(Shape annotation entries)
------------------------------

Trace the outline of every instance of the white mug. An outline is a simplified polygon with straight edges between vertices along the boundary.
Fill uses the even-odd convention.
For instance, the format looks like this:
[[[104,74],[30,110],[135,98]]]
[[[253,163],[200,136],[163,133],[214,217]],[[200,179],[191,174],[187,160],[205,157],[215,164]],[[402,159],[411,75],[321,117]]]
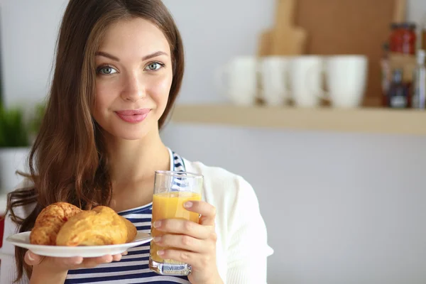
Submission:
[[[289,97],[289,57],[266,56],[260,62],[260,96],[268,105],[282,105]]]
[[[357,107],[366,88],[368,60],[364,55],[334,55],[325,60],[327,97],[334,107]]]
[[[256,57],[237,57],[217,70],[217,83],[234,104],[253,105],[258,91],[257,75]]]
[[[290,86],[295,104],[315,107],[324,97],[324,58],[316,55],[293,58],[290,60]]]

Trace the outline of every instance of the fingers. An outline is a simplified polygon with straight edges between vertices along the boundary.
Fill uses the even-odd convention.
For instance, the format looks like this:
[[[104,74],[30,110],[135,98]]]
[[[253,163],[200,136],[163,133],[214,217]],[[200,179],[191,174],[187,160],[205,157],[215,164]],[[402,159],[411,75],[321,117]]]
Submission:
[[[120,255],[120,259],[121,258],[121,256]],[[109,254],[107,256],[100,256],[97,258],[84,258],[84,260],[83,261],[83,263],[81,264],[80,268],[94,268],[100,264],[109,263],[112,262],[113,260],[114,257]]]
[[[124,255],[127,252],[123,253]],[[121,254],[115,254],[114,256],[106,255],[97,258],[85,258],[80,256],[71,258],[50,258],[38,256],[31,251],[27,251],[24,258],[25,262],[30,266],[38,266],[43,261],[43,265],[48,265],[54,268],[62,268],[64,270],[71,270],[77,268],[92,268],[103,263],[109,263],[112,261],[120,261]],[[47,261],[45,263],[44,261]]]
[[[201,214],[200,219],[202,225],[214,226],[216,208],[204,201],[189,201],[184,204],[187,210]]]
[[[154,228],[158,231],[177,234],[185,234],[196,239],[207,239],[211,229],[188,220],[168,219],[155,221]]]
[[[27,251],[25,253],[24,261],[28,266],[36,266],[40,264],[42,260],[42,256],[36,254],[31,251]]]
[[[210,242],[206,243],[202,240],[185,235],[164,235],[155,237],[153,241],[160,246],[182,248],[198,253],[209,251],[212,248],[209,247]]]

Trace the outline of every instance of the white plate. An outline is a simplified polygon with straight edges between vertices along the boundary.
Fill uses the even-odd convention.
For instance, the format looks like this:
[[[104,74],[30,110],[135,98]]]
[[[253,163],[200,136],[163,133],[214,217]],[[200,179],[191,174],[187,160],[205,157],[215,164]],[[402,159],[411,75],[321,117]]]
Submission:
[[[133,241],[122,244],[90,246],[41,246],[30,244],[30,231],[8,236],[6,241],[16,246],[28,248],[36,254],[53,257],[98,257],[106,254],[119,254],[130,248],[150,242],[153,238],[146,233],[138,232]]]

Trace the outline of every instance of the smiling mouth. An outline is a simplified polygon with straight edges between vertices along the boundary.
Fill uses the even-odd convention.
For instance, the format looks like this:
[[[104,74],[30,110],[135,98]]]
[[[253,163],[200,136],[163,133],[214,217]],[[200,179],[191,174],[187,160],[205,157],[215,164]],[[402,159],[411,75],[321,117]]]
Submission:
[[[137,124],[141,122],[146,119],[149,114],[151,109],[136,109],[136,110],[124,110],[115,111],[117,116],[125,122],[130,124]]]

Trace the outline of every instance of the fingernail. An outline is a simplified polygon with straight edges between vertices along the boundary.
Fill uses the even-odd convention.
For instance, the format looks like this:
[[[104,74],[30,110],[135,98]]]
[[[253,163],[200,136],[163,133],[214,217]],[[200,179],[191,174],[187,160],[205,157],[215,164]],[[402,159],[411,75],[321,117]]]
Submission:
[[[185,208],[191,208],[192,207],[192,202],[190,201],[187,201],[183,204],[183,207]]]
[[[33,257],[33,253],[31,251],[28,251],[28,259],[31,261],[34,261],[34,258]]]
[[[160,226],[161,226],[161,221],[155,221],[154,222],[154,228],[158,228]]]

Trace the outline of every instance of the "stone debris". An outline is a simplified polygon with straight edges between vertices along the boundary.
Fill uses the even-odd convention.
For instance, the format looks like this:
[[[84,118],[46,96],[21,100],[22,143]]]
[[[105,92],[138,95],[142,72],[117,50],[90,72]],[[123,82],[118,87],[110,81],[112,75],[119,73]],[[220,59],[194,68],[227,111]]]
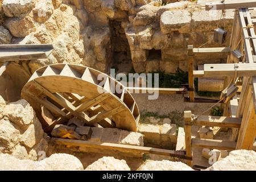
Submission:
[[[75,156],[55,154],[40,161],[20,160],[0,154],[0,170],[5,171],[81,171],[82,163]]]
[[[167,160],[154,161],[147,160],[138,169],[138,171],[193,171],[193,169],[180,162]]]
[[[125,160],[103,157],[88,166],[85,171],[130,171]]]

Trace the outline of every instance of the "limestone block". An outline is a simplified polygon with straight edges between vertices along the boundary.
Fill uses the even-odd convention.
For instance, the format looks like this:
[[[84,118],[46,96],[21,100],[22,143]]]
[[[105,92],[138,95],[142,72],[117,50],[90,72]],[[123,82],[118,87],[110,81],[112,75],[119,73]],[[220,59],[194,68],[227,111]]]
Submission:
[[[158,9],[158,7],[151,5],[144,5],[141,7],[133,20],[133,24],[138,26],[151,23],[156,18]]]
[[[146,62],[146,72],[151,73],[158,72],[160,69],[160,59],[150,59]]]
[[[148,56],[148,51],[146,49],[131,51],[131,55],[133,62],[144,62]]]
[[[163,13],[160,18],[160,26],[164,34],[178,31],[180,33],[188,33],[191,31],[191,17],[187,10]]]
[[[199,136],[200,139],[213,139],[213,131],[212,129],[203,126],[199,129]]]
[[[105,0],[102,1],[101,4],[101,10],[109,18],[113,18],[115,16],[115,1]]]
[[[122,130],[118,129],[103,129],[103,133],[101,137],[101,142],[119,143],[121,136]]]
[[[9,44],[13,37],[8,30],[0,26],[0,44]]]
[[[145,62],[133,62],[133,65],[136,73],[142,73],[146,71]]]
[[[187,51],[183,48],[164,49],[161,52],[164,61],[183,61],[188,59]]]
[[[179,127],[178,134],[177,137],[177,144],[176,145],[176,150],[184,151],[185,146],[185,131],[184,128]]]
[[[3,0],[2,6],[7,16],[20,18],[31,11],[35,4],[35,0]]]
[[[19,131],[8,120],[0,120],[0,151],[10,152],[18,144]]]
[[[119,143],[143,146],[143,136],[139,133],[122,130]]]
[[[92,134],[89,139],[90,141],[101,142],[101,136],[104,129],[102,127],[92,127]]]
[[[39,23],[46,22],[53,13],[54,7],[51,0],[40,0],[33,9],[34,19]]]
[[[166,73],[175,73],[179,67],[178,61],[160,61],[160,70]]]
[[[187,1],[175,2],[171,3],[168,3],[160,7],[160,9],[158,11],[158,16],[161,16],[161,15],[166,11],[177,11],[179,10],[184,9],[188,5],[191,4],[191,2]]]
[[[5,107],[3,114],[24,130],[26,130],[34,118],[36,118],[33,108],[24,100],[7,105]]]
[[[23,18],[9,18],[5,25],[11,34],[17,38],[23,38],[36,30],[35,23],[30,16]]]
[[[158,125],[141,124],[138,130],[144,135],[144,143],[152,146],[158,146],[160,143],[160,131]]]

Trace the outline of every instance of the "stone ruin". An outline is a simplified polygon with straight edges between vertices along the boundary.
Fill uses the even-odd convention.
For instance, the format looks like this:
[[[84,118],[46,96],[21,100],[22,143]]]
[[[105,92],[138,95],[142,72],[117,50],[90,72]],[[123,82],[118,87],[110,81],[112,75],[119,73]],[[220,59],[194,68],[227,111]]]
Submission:
[[[115,159],[101,156],[90,164],[82,164],[69,154],[79,158],[79,152],[101,156],[106,151],[64,148],[49,142],[33,109],[25,100],[20,100],[20,92],[35,71],[55,63],[80,64],[106,73],[113,65],[123,61],[137,73],[187,71],[188,45],[197,47],[208,42],[215,47],[229,44],[233,12],[226,12],[225,28],[229,34],[226,42],[219,44],[212,40],[219,17],[209,18],[204,7],[207,1],[171,0],[166,1],[168,3],[164,5],[162,0],[0,1],[0,44],[52,44],[54,47],[48,59],[11,63],[7,74],[0,77],[0,169],[192,170],[180,162],[167,160],[175,159],[154,155],[147,156],[146,163],[134,168],[128,158],[143,156],[114,152],[110,154]],[[253,17],[255,12],[251,11]],[[196,66],[200,69],[205,63],[221,63],[226,57],[225,54],[200,56],[196,57]],[[215,86],[211,91],[219,90],[222,81],[213,80]],[[203,90],[205,81],[209,80],[199,82]],[[92,129],[90,140],[182,149],[179,138],[179,134],[184,135],[182,130],[171,125],[168,118],[158,119],[152,118],[148,123],[141,123],[138,133]],[[36,162],[42,155],[39,152],[49,158]],[[55,154],[64,152],[69,154]],[[242,166],[232,169],[255,169],[255,156],[253,151],[233,151],[208,169],[226,169],[233,160]],[[65,162],[68,163],[69,169],[60,167],[67,166]],[[110,164],[104,168],[105,164]]]

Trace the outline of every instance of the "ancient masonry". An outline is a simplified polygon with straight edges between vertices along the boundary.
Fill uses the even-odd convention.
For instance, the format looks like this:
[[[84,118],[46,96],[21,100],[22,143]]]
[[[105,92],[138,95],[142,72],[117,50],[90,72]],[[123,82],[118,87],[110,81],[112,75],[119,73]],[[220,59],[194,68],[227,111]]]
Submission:
[[[0,170],[255,169],[254,7],[0,0]],[[181,70],[188,81],[126,87],[109,76],[115,67],[126,75]],[[181,119],[145,113],[135,90],[179,95]],[[196,106],[197,114],[188,109]],[[215,106],[222,116],[209,115]]]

------------------------------

Required work: Gather every line in the items above that contains the string "along". Treat case as significant.

Full output:
Trace the outline of every instance of the white mug. An outline is a simplified polygon with straight edges between vertices along the boundary.
Trace the outline of every instance of the fingers. An outline is a simplified polygon with straight edges between vertices along the boundary.
Trace the outline of every instance of the white plate. An outline is a simplified polygon with straight edges between vertices along the boundary.
Trace the outline of every instance of the smiling mouth. An outline is a simplified polygon with straight edges between vertices along the boundary.
Trace the outline of every instance of the fingernail. An outline is a simplified polygon with straight edges between vertices along the boundary.
Trace the outline of every instance of the "stone debris". An outline is a simplified polygon with straight edges between vertices along the boundary.
Trace the outline of every instance of the "limestone block". An outline is a simplified polygon with straight edges between vertices along the boundary.
Trace the outline of every instance of the "stone ruin". An outline is a simplified polygon with straight edges between vertices along the boundary.
Trace the outline of every instance of the "ancient masonry". An outline is a simplified polygon with straight edges between vertices along the boundary.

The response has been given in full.